Saved entries
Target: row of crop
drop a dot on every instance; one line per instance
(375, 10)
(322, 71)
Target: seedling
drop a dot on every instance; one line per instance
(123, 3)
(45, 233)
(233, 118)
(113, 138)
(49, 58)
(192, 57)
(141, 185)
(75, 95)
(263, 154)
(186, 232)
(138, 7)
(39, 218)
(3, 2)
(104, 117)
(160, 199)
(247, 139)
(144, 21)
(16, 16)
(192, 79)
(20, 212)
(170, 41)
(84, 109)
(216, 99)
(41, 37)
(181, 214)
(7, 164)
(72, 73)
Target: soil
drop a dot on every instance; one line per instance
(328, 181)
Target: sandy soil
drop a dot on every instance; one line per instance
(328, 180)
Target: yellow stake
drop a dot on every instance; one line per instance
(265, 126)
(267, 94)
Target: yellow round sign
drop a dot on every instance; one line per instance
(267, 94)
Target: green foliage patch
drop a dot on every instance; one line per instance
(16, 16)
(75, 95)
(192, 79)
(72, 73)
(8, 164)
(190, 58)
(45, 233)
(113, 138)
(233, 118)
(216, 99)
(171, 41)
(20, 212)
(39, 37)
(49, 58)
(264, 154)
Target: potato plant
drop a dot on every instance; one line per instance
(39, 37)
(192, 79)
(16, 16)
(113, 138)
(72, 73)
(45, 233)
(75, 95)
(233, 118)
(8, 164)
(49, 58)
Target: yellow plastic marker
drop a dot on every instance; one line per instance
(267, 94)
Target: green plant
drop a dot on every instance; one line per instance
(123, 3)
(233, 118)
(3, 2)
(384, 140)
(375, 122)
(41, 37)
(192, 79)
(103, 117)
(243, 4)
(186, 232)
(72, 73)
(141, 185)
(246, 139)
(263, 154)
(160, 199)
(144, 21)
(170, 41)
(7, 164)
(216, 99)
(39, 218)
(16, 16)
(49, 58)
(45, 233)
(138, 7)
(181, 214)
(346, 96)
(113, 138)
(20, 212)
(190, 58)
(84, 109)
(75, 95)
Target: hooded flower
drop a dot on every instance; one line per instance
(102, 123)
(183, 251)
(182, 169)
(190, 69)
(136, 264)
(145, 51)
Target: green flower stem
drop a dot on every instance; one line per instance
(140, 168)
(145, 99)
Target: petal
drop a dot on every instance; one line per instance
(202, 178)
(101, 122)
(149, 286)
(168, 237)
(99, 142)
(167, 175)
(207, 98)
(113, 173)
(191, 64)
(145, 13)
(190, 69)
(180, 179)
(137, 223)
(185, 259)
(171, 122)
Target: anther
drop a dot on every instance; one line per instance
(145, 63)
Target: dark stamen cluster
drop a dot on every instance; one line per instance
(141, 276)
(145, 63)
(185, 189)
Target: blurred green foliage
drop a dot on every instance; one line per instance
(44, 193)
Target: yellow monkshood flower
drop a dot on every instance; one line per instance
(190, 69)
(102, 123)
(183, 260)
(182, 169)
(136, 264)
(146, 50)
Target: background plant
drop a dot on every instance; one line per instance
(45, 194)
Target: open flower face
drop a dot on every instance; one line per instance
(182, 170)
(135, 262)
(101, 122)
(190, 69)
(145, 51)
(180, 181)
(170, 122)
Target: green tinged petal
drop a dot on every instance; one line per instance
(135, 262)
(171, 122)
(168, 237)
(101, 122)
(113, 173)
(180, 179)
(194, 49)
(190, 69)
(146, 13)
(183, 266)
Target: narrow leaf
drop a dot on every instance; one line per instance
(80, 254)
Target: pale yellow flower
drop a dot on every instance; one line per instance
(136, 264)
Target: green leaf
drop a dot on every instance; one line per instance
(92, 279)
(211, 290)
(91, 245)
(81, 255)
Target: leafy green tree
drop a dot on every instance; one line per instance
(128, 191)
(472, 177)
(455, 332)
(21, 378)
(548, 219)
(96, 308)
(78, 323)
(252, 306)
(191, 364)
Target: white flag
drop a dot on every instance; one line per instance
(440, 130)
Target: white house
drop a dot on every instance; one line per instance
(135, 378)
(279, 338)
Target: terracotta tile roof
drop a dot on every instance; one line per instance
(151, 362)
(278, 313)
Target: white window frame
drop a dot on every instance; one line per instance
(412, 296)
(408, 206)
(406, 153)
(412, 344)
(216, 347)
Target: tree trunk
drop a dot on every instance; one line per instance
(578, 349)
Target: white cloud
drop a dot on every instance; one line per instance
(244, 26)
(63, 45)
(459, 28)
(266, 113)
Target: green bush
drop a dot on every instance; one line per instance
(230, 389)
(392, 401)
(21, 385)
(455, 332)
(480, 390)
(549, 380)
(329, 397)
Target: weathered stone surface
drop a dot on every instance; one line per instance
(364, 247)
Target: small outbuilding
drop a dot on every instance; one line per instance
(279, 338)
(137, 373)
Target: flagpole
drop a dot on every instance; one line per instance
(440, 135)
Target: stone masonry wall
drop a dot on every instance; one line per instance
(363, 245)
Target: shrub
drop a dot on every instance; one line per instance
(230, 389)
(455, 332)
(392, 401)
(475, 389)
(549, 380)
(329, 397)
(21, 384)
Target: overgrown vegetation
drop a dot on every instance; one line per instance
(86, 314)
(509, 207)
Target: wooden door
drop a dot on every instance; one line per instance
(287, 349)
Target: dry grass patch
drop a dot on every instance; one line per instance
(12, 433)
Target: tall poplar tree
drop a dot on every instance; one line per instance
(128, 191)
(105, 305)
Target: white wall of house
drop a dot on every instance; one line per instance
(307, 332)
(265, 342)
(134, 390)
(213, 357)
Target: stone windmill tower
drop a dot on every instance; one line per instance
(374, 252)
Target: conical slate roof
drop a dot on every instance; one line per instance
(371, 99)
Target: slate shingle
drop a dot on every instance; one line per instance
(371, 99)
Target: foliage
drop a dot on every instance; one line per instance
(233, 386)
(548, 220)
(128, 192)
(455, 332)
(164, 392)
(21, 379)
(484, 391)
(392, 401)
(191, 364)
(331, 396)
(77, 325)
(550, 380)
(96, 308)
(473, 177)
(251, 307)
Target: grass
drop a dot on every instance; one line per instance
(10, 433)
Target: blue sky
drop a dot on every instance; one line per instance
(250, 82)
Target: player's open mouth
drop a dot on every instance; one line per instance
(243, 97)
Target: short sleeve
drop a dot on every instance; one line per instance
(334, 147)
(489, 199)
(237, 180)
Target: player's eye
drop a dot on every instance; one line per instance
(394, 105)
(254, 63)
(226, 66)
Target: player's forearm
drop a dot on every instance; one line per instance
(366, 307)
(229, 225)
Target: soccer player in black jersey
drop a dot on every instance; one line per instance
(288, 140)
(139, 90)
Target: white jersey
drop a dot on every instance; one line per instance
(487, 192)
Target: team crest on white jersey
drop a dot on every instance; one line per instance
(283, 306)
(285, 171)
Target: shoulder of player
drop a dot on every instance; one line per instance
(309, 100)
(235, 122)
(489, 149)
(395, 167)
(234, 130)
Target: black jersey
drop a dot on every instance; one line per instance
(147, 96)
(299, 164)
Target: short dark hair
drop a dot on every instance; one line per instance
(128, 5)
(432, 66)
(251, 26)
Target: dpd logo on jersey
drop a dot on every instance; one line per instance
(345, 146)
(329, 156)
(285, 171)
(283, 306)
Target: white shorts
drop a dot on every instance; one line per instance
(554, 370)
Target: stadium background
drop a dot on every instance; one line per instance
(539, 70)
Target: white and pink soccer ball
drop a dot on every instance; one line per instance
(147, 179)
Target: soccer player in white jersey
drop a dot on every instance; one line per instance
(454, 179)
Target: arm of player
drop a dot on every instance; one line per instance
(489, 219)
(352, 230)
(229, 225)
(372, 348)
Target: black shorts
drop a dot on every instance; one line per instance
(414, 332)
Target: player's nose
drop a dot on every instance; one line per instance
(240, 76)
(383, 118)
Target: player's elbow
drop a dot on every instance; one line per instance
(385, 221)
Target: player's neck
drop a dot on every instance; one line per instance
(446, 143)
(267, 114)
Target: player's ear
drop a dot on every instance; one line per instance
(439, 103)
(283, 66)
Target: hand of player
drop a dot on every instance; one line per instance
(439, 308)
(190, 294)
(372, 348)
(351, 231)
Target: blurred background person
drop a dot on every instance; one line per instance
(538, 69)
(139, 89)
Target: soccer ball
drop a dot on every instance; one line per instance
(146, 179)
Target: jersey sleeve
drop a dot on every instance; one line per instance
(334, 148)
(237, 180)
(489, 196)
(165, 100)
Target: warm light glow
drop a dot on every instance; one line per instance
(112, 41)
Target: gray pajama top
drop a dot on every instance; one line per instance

** What is required **
Search the data for the string "patch" and copy out every line where it is found.

** Exercise answer **
Target: green foliage patch
Target: dry grass patch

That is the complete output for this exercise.